## Given exercise
Edit the iSCSI forum post from "As I said in" through "similar issue.", changing "receiver" to "target".

## Selection
++++++++
SORT BY:

LIST ORDER
THREAD
AUTHOR
SUBJECT


SEARCH

IPS HOME


    [Date Prev][Date Next][Thread Prev][Thread Next][Date Index][Thread Index]

    Re: iSCSI: Out of order commands



    Santosh,
    
    I have only one comment on your responses.
    
    > Even a single connection target *MUST* implement a scoreboard. The
    > reason being that it can see out-of-order arrival of commands due to
    > commands being dropped on digest errors. In such a case, it must block
    > further command processing until holes are filled.
    
    I made two convenient assumptions if you noticed, :-), one of which
    is that target forces session recovery on *any* error that it sees 
    (ErrorRecoveryLevel=0) - including a dropped command due to a digest 
    error.  With that assumption, a target can afford not to implement 
    a scoreboard.
    
    As I said in a private note, I guess what primarily bothers me about 
    OOO commands on a connection is that it requires the receiver to
    undo this "optimization" on its end - most notably on a single 
    connection.  TCP experts may comment on how/if they dealt with a 
    similar issue.
++++++++
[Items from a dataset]

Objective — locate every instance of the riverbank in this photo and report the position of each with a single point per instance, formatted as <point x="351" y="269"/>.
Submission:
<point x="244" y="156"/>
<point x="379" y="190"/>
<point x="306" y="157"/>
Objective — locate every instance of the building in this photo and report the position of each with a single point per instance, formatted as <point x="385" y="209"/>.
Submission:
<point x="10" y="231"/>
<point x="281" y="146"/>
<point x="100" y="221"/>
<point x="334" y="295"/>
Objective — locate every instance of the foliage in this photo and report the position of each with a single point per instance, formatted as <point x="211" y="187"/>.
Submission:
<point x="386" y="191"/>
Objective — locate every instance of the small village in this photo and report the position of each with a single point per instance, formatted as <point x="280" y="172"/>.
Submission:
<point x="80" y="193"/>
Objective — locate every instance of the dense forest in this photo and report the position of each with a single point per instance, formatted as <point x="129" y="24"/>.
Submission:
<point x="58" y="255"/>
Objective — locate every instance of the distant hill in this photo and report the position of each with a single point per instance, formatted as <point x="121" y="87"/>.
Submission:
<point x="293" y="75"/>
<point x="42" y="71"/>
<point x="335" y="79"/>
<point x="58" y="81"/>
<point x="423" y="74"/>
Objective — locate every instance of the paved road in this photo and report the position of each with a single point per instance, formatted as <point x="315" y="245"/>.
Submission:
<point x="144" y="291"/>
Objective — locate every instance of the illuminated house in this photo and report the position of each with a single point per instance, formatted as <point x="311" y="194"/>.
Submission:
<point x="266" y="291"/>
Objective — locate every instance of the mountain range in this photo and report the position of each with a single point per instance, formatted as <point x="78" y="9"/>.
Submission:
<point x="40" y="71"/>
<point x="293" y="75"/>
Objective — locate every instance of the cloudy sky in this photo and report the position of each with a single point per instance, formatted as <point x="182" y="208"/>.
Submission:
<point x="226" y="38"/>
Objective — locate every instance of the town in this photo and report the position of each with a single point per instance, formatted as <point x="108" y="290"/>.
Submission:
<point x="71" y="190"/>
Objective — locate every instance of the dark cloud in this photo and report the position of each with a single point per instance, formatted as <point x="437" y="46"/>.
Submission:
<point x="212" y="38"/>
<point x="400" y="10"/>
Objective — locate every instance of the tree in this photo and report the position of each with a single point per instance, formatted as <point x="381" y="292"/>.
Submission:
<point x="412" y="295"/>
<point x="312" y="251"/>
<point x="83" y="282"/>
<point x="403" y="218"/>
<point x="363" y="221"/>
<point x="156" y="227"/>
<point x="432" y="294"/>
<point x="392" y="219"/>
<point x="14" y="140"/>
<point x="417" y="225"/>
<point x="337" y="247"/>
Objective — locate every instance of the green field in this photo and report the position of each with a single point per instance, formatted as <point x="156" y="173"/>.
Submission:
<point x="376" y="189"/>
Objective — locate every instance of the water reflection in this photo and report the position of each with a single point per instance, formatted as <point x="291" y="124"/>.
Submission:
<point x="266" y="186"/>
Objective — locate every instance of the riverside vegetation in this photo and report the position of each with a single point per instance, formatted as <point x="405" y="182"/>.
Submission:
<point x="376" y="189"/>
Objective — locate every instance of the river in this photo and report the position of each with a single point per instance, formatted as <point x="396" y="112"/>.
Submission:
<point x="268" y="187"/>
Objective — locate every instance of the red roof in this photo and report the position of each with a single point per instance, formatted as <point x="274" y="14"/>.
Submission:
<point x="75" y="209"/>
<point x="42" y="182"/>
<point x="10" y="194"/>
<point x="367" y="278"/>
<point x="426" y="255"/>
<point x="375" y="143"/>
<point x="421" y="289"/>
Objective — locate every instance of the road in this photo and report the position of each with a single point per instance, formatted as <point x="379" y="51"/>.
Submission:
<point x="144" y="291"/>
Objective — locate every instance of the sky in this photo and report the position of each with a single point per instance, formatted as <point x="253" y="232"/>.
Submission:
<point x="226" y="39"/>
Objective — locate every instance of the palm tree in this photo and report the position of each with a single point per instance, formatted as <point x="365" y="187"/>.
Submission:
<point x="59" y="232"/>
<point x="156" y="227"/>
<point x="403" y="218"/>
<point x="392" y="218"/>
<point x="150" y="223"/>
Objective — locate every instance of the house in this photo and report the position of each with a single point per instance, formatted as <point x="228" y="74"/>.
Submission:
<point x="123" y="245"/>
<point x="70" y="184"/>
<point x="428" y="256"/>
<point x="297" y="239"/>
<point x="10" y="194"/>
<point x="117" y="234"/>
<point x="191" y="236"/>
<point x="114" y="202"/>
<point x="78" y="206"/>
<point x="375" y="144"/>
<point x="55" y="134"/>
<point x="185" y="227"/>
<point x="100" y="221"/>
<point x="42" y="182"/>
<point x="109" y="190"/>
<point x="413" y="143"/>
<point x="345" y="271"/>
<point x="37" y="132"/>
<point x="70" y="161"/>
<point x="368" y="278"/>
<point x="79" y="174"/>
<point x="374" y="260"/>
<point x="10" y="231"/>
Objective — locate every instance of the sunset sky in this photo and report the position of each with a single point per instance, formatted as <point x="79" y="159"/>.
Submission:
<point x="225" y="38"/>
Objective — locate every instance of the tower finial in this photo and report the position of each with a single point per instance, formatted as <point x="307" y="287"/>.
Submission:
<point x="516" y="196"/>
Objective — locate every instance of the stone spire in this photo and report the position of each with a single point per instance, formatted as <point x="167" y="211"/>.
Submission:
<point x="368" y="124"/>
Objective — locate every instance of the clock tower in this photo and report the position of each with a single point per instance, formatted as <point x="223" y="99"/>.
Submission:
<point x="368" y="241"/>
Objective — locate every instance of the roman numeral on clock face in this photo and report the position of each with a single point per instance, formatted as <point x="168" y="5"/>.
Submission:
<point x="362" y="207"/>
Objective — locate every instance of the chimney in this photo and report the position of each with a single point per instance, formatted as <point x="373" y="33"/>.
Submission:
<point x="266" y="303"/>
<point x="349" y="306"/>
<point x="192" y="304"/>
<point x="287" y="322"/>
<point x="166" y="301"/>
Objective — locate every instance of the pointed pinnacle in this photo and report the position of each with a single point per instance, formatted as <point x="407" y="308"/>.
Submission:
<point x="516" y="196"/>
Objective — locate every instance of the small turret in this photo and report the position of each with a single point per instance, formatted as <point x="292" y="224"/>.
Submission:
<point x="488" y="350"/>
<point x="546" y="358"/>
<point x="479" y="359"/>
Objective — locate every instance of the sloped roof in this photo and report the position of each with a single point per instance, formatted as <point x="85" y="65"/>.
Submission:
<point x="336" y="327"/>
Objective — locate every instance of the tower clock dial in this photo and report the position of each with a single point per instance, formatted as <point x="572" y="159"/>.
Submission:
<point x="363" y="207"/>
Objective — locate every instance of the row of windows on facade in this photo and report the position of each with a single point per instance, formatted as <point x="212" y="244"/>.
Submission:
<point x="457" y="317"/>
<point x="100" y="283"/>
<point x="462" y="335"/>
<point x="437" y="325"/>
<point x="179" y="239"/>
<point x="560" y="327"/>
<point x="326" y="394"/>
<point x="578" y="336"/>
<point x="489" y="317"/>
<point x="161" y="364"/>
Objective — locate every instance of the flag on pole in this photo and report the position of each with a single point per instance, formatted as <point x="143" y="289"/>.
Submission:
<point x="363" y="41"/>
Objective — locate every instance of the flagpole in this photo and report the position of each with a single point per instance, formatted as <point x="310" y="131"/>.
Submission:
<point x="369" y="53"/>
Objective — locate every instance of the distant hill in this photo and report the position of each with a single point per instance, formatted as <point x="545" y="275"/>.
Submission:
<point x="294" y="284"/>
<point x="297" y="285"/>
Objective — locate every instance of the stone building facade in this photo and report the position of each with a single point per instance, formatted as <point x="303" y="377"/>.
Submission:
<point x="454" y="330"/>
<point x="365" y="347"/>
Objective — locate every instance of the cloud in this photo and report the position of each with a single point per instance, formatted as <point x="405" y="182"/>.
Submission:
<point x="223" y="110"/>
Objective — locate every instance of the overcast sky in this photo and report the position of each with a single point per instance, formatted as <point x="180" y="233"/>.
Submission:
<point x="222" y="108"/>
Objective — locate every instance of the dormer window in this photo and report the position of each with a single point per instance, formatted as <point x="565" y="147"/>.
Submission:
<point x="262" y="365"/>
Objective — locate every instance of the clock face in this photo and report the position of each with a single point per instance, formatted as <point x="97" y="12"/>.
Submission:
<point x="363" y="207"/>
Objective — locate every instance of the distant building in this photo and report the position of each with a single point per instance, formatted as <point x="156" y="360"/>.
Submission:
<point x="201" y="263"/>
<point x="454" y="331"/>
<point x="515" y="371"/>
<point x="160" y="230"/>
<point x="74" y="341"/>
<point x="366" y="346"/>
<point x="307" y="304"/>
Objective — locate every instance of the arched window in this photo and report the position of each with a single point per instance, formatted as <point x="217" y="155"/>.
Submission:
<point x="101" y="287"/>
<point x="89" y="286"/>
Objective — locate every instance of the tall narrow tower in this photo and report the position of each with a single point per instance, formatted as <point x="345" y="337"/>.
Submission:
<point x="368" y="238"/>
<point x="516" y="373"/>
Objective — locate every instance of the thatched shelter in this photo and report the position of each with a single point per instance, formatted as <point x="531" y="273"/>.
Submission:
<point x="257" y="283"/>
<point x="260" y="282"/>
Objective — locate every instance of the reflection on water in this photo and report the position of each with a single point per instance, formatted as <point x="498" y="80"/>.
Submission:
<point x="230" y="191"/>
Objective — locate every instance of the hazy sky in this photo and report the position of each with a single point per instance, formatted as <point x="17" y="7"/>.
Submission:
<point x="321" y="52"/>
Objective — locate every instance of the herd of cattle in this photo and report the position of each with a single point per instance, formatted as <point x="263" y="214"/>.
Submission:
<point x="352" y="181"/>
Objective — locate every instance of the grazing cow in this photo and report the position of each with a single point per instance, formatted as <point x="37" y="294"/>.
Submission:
++++++++
## Response
As I said in a private note, I guess what primarily bothers me about 
    OOO commands on a connection is that it requires the target to
    undo this "optimization" on its end - most notably on a single 
    connection.  TCP experts may comment on how/if they dealt with a 
    similar issue.